= ACTIONS TO TAKE =
1 – Answer these questions using the Ecuador travel post, one line each:
(a) How long was the flight from Atlanta to Quito?
(b) In what year did UNESCO designate Quito a World Cultural Heritage Site?
(c) About how far north of Quito is the Otavalo Market?
2 – Retype the part of the Ecuador travel post between "You can literally" and "lakes and farmlands.", inclusive.
3 – Extend the Ecuador travel post, picking up after its last sentence.

5 Highlights Of Ecuador & The Amazon To Check Out Before (or After) You Visit The Galapagos

By Naomi K. Cissy Shapiro
Last updated: Apr 09, 2021
Ecuador Andes (Courtesy photo)

The perfect combination for anyone planning to visit the Galapagos is to experience highlights of Ecuador’s diverse and enchanting mainland, then fly to the Galapagos Islands and board a luxury yacht for a tour of the magnificent islands.

First, here are some pleasant sounds of Ecuador to enjoy as you read the post…
Turn the sound on/off and adjust the volume to your liking… especially when you come to the other videos and music, below…


For starters, a pleasant four-hour flight from Atlanta, Georgia  brought us from the United States to Quito, Ecuador’s capital city. 

Quito, Ecuador at night (Courtesy Photo)

Quito is at once cosmopolitan and cultured, with significant history, magnificent churches and museums, fine food and entertainment, and really pleasant people…

As of 2019, about 1,978,376 people lived in Quito (the second largest city in Ecuador after Guayaquil). The Historic Center in Quito is one of the largest, least-changed and best-preserved historic centers in the Americas.

World Cultural Heritage Site.
Quito was designated a World Cultural Heritage Site by UNESCO in 1978, the first city to be honored in such a way. (Wikipedia). 

Mittad del mundo / Center of The World  

You can literally put one foot in each hemisphere (North and South of the Equator) at the same time, at the “Middle of the World” in/near Quito. I say “in or near” as there was a question of where they put the attraction vs. the exact point on the compass where it might officially be, so they’ve worked on establishing the accurate location… 


The Imbabura Province offers a magical landscape of snow-covered mountains, lakes and farmlands.

Driving through the Imbabura Province on the way to the Otavalo Market (about two hours north of Quito), offered opportunities to stop at large, colorful plantations (haciendas/guest houses), replete with music, flowers, showing of plantation assets, and fine dining:


At Otavalo we observed the very handsome Otavalo people in their colorful attire… shopping in their own native market for… everything… i.e. vegetables, flowers, staples, meat, poultry, cockroaches (a local treat?), household items, etc.  


I can still hear the delightful one-man-band guy rhythmically clanging up and down the aisles at the Otavalo Market… see photos and video, below…

Just outside of the food and vegetable market was the open market known for its weavings, alpaca hangings and other local crafts, “manned” by more handsome women, knitting their crafts as they waited near their booths. I still enjoy wearing the charming little black and silver necklace I bought there.

= INFORMATION SHOWN =
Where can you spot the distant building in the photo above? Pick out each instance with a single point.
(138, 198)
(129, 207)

= RESULTS BY TASK =
1 –
(a) Four hours.
(b) 1978.
(c) About two hours.

2 –
You can literally put one foot in each hemisphere (North and South of the Equator) at the same time, at the “Middle of the World” in/near Quito. I say “in or near” as there was a question of where they put the attraction vs. the exact point on the compass where it might officially be, so they’ve worked on establishing the accurate location… 


The Imbabura Province offers a magical landscape of snow-covered mountains, lakes and farmlands.

3 –
Following our visit to the market, we were invited into the home shop of local weavers, who actually craft those familiar carpets and hangings… and happily demonstrated their weaving and color-blending techniques.


There’s nothing like a thrilling ride through the Andean countryside riding on top of a bus-like train (or is it a train-like bus)? 

The Chiva Express, with chairs firmly fastened to the top — and equipped with seatbelts — make it possible for travelers to ride safely on top and watch the Ecuadorian world (including snow-capped Mount Cotopaxi) go by… See photos and video, below.


A half-hour plane flight from Quito brought us to the Amazon rainforest frontier town of Puerto Francisco de Orellana (called El Coca by the locals).

Getting to Sacha Lodge…

At El Coca, we boarded long boats that took us on a two-hour journey on the Napo River, where we disembarked not far from the Sacha Lodge. From there, we had to hike a short way on a boardwalk through the forest until we reached one side of Lake Pilchicocha. From there, long, narrow boats took us to the other side of the lake, to Sacha Lodge, our home for the next few days…

Sacha Lodge is home to myriad fascinating jungle experiences involving, of course, animals (e.g. monkeys, kinkajous, jaguars, ocelot, agouti, you-name-it), insects, birds, fish… and anything jungle you can think of…

PS In case you didn’t already know (but probably suspected), the Amazon jungle is wet and humid and sticky about 100 percent of the time. Rain is almost always imminent, there’s nearly-permanent sucking mud on the trails, thorns everywhere, including on tree trunks (I found out the hard way), and tons of small, medium-sized and large mammals, birds, and insects everywhere you go.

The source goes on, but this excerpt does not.